__EXTRACT TO READ__:
* BEGIN *

Open Science is a matter of cooperation
Joachim Gassen talks about his experience with Open Science
Three key learnings:
- Science needs cooperation because we always build on the methods and findings of others. Progress is better and more enjoyable if it relies on sharing and mutual support.
- Open Science is cooperation. The Open Science workflow is geared to cooperation and thus serves scientific progress. Also: you are always cooperating, even if it’s only with your own future self!
- Learning promotes cooperation. Learning in teams, such as reading, methods, data or coding groups, is perfect for acquiring new skills and starting joint projects.
You head the Open Science Data Centre for the Collaborative Research Centre/Transregio “Accounting for Transparency” at HU Berlin. What exactly do you do at the Open Science Data Centre?
JG: Basically we have three pillars. Our infrastructure services constitute the first pillar. Here we provide the technical data infrastructure for our Transregio and process commercial data, to name an example. This is a work step that doesn’t show in finished papers, but often requires considerable effort. Therefore it makes sense to do this in a central place so that not every scientist has to repeat the same steps.
The second pillar addresses the Open Science workflow. We want to make it easier for the researchers in our Transregio, and in the community in general, to share their data, their code and their methods with others. It starts with conceptual support in matters of “How” and ends operatively with the roll out of data and the curation of datasets, procedures and methods. For this we develop software packages and repository templates supporting these work steps. We also we collect data ourselves from publicly available sources which we administrate and condense so they can be used scientifically.

* END *

__MATERIAL PROVIDED__:
* BEGIN *

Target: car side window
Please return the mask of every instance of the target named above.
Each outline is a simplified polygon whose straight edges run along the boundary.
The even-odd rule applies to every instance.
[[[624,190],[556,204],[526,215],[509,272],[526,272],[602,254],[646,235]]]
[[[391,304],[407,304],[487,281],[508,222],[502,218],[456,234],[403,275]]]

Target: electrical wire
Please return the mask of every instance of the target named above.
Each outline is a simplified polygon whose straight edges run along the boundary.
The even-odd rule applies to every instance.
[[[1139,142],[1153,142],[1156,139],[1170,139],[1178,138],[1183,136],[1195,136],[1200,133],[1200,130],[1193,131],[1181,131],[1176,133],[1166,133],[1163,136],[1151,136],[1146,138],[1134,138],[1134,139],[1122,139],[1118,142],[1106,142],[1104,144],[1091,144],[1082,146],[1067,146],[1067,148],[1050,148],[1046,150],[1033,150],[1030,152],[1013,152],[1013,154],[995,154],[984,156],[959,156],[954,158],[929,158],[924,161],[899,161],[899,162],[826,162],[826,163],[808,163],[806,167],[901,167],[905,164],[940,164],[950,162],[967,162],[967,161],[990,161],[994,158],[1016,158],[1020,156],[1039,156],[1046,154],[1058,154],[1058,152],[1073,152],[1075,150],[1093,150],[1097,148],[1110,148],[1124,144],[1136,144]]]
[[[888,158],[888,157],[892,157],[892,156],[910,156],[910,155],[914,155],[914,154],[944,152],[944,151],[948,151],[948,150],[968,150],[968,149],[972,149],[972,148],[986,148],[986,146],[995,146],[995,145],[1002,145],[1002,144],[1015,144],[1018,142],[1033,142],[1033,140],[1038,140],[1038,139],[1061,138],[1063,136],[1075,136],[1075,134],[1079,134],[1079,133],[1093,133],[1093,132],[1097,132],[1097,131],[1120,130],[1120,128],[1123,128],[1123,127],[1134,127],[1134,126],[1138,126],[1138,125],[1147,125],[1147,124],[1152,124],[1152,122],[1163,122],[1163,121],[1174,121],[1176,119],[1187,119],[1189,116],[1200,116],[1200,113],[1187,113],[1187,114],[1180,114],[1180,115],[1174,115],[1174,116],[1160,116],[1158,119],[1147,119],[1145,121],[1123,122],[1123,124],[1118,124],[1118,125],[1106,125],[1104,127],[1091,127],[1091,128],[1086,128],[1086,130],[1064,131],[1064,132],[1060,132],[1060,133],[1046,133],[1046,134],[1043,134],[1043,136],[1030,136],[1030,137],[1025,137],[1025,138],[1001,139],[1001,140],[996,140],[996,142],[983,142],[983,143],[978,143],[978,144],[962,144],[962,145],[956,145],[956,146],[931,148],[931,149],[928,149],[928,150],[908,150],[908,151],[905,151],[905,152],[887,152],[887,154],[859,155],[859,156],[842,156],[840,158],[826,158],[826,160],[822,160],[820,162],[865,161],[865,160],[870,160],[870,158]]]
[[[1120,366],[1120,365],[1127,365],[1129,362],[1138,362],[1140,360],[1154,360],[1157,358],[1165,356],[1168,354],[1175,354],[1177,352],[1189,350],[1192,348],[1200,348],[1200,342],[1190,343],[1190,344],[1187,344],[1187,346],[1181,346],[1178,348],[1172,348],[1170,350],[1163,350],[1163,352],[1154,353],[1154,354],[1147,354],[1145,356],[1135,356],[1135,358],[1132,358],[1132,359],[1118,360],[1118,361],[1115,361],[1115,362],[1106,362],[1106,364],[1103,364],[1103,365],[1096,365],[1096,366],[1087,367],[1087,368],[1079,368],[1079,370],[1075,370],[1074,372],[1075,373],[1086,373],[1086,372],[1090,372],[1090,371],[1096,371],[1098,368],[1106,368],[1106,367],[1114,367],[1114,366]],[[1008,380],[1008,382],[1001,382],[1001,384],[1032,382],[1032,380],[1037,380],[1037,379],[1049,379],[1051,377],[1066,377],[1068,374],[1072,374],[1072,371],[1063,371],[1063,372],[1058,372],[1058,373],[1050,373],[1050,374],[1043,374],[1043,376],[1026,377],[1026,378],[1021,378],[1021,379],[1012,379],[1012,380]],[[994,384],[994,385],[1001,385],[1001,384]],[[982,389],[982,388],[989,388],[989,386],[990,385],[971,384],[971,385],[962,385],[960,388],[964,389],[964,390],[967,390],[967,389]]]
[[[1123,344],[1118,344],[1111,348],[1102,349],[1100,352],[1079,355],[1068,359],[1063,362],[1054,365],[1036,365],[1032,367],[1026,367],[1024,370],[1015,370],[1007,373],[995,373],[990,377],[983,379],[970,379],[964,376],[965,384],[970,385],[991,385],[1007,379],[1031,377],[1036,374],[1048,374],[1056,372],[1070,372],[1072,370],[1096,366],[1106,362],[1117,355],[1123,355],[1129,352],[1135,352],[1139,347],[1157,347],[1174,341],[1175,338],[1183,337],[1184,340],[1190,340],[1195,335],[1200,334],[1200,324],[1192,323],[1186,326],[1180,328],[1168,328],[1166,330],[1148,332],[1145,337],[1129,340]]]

* END *

__WHAT THIS EXERCISE ASKS__:
1. In the interview on Open Science, why does the Open Science Data Centre handle work such as processing commercial data in a central place? Answer in one to three sentences.
2. Answer these questions from the interview on Open Science.
(a) Which services make up the first pillar of the Open Science Data Centre's work?
(b) What is the name of the Collaborative Research Centre/Transregio the Centre serves?
(c) According to the key learnings, with whom are you always cooperating, even if with no one else?
3. Carry on the interview on Open Science from the point where it stops.

__RESULTS FOR EACH TASK__:
1. Processing commercial data is a step that doesn't show in finished papers but often takes considerable effort. Doing it centrally means that not every scientist has to repeat the same steps.

2.
(a) Infrastructure services.
(b) "Accounting for Transparency."
(c) Your own future self.

3.
The third pillar encompasses educational activities in the widest sense and, to be honest, has grown bigger than we expected at the beginning. Here we aim to introduce scientists to Open Science methods. In our experience, problems arise more from the “How” than from the “Whether”. We encounter great openness regarding code sharing and in particular data sharing. But at the same time we also often meet people who are concerned their own work is “not good enough” to be shared publicly. Of course it’s not about the intrinsic quality of the scientific work, but the technical implementation. Scientists always worry that their code is too “messy”. They are also often unsure about data processing and documentation. They are generally much afraid of errors in their own work. With our activities, we want to effect a rethink in two directions: firstly, by adapting a few steps during the development stage, scientific analyses can be made much less error-prone. Secondly, an open and transparent workflow quasi automatically leads to a higher fault tolerance among all involved.
Where do you start in your workshops, coachings etc.? Are there tutorials on “How does GitHub work” or “What do I need to do with Open Science Framework”?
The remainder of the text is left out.